• **ENUNCIADO DO EXERCÍCIO**: Copie, sem nenhuma alteração, a passagem do texto sobre o SAC que começa em "Entra uma músiquinha" e vai até "do bip... Pííííí!", incluindo este último.

:: TRECHO SELECIONADO ::

Entra uma músiquinha chata com uma daquelas gravações em que uma paulista explica todos os maravilhosos serviços que a empresa presta a você, cliente. Depois de um pouco a musiquinha pára. Você fica na expectativa. Ok, alguém vai atender do outro lado e vc vai poder perguntar para aquela pessoa porque o produto que você comprou não chegou ainda na sua casa. Então aparece novamente a gravação.

Robô: Por favor, grave sua mensagem depois do bip... Pííííí!

Que merda! Gravação. Você não fala nada e a ligação cai. Você liga de novo e, selecionando a tecla “2” o problema é o mesmo. Ok, vc pensa, vamos tentar a opção 5.

Meu caro amigo, se você já passou por isso suficientes vezes sabe que ele não irão te atender nunca. A não ser que, claro, você não tenha pago algo que eles esperem que pague. Porque aí é interesse deles atender bem a você, cliente especial, que entrou em contato com o maravilhoso SAC deles. Então, se você é esperto, no sentido brasileiro de ser esperto, você não pensa duas vezes. Ligou para o SAC e atendeu uma gravação, digite o número de cobrança que eles vão te atender. É certo.

Claro, não sem antes torturar você com aquela maldita musiquinha.
Afinal, se você fosse um cliente amigo mesmo, daqueles que valeà pena agradar, daqueles que a gente gosta mesmo de atender e até serve um cafezinho recém-passado, se você é um desses clientes, você não estaria incomodando a galera que tão esforçadamente trabalha no SAC. Você teria guardado bonitinho sua guia até o dia de pagar e teria pago as suas contas direitinho, no dia certo, não é mesmo? Mas você não é tão bom cliente assim. Perdeu a conta. Deixou de pagar. Quer renegociar... ah... vai ficar um tempo esperando aí, com a orelha quente no telefone.

Bom, eles bem que gostariam de dizer isso pra você, mas não podem. Então eles avisam que você terá que aguardar um momento, pois todos os atendentes estão ocupados. E lá vem a maldita musiquinha e aquela voz paulista irritante dizendo coisas maravilhosas...

PAULISTA: Aguarde um momento, sua ligação já será transferida... Boa tarde! Nós temos o imenso prazer de atendê-lo. Obrigada por escolher a empresa Tal. A empresa Tal se preocupa com seus clientes. Só a empresa Tal oferece o exclusivo o plano de serviços tal, com que o cliente pode contar 24 horas por dia. Nós temos toda uma equipe treinada para te atender melhor. Se você ainda não é cliente Tal, será um imenso prazer recebê-lo em uma de nossas lojas para conversar sobre o plano Tal. Se você já é cliente Tal, aguarde apenas um momento. O cliente Tal é o nosso maior...

:::
:: REGISTROS FORNECIDOS ::

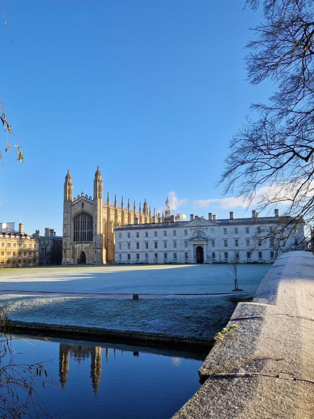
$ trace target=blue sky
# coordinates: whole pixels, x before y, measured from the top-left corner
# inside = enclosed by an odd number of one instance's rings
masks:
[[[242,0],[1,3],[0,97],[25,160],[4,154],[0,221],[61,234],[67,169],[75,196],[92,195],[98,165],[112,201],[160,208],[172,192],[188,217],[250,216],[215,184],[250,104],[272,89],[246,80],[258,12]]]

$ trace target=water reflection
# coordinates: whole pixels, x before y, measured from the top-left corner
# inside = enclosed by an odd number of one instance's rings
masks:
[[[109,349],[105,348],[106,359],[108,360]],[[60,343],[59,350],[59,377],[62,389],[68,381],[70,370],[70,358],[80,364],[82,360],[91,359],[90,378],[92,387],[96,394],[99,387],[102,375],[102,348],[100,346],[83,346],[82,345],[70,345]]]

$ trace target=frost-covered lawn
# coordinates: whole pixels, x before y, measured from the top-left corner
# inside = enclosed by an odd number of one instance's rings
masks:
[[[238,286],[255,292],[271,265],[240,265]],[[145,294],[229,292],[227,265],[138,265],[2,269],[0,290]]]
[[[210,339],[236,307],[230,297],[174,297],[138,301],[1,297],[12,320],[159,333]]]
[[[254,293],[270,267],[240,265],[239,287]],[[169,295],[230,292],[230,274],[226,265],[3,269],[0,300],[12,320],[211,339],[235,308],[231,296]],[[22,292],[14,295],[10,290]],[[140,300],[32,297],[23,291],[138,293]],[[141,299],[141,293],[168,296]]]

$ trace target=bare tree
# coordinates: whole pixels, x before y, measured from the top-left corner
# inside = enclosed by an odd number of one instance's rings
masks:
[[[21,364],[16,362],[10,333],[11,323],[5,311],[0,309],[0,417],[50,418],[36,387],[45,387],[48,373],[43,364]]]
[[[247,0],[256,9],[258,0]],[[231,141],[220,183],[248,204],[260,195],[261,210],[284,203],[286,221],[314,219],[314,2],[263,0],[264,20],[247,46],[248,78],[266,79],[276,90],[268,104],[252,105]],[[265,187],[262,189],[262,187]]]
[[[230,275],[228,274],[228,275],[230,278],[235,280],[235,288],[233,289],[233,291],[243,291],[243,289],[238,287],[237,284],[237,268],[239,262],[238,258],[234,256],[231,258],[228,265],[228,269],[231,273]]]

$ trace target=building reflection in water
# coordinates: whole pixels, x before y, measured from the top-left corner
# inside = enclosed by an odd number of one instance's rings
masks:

:::
:: REGISTROS FORNECIDOS ::

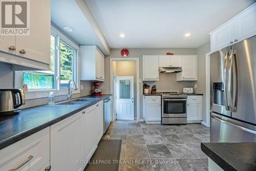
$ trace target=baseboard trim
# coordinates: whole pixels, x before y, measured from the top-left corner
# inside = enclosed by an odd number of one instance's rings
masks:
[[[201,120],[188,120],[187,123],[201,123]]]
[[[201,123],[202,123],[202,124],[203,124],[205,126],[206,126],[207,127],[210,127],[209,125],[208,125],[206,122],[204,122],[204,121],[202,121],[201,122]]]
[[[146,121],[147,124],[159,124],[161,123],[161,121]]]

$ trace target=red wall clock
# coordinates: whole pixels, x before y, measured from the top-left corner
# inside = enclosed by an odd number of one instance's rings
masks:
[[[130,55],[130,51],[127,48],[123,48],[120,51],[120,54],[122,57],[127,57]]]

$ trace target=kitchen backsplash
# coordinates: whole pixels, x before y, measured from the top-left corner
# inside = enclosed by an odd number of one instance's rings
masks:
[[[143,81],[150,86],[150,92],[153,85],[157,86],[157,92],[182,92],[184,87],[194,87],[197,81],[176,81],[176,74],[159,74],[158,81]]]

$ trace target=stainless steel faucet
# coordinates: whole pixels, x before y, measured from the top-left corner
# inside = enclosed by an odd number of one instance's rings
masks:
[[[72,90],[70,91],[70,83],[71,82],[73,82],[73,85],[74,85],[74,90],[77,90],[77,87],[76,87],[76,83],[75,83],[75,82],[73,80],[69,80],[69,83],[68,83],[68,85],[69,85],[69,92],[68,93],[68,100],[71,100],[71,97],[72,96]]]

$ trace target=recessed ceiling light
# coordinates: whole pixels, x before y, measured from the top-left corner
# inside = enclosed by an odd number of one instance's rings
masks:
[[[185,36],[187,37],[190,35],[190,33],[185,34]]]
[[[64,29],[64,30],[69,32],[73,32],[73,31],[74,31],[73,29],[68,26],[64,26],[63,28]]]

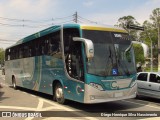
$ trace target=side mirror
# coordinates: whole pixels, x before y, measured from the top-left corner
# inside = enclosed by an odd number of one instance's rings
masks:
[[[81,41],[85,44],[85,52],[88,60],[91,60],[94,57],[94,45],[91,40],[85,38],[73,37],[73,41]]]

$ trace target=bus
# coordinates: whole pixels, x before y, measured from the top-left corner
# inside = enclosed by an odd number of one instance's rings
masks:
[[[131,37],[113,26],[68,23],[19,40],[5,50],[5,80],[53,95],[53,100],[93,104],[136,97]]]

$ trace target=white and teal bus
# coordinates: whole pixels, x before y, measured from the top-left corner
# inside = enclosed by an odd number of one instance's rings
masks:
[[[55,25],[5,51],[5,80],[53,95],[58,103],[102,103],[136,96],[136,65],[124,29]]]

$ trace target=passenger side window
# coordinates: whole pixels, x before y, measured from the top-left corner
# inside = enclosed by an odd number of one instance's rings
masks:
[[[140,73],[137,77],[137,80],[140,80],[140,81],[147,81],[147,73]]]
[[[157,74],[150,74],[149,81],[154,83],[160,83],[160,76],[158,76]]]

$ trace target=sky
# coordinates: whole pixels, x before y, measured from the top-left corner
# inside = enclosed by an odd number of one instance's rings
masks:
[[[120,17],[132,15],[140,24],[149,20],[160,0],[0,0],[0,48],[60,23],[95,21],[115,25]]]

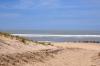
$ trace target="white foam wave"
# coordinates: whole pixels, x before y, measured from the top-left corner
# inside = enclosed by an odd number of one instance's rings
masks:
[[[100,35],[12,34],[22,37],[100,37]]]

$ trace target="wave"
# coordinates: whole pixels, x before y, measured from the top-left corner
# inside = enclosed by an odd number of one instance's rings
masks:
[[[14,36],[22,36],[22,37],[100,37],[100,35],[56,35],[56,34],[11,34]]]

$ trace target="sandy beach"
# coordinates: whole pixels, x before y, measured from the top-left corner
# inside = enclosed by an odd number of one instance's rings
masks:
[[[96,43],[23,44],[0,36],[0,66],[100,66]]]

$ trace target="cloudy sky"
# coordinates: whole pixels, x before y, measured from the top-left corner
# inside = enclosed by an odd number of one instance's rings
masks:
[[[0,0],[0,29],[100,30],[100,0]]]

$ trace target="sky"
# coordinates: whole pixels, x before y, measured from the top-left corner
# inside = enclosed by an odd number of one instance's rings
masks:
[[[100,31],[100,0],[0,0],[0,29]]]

:::

• **RESPOSTA COMPLETA**:
Entra uma músiquinha chata com uma daquelas gravações em que uma paulista explica todos os maravilhosos serviços que a empresa presta a você, cliente. Depois de um pouco a musiquinha pára. Você fica na expectativa. Ok, alguém vai atender do outro lado e vc vai poder perguntar para aquela pessoa porque o produto que você comprou não chegou ainda na sua casa. Então aparece novamente a gravação.

Robô: Por favor, grave sua mensagem depois do bip... Pííííí!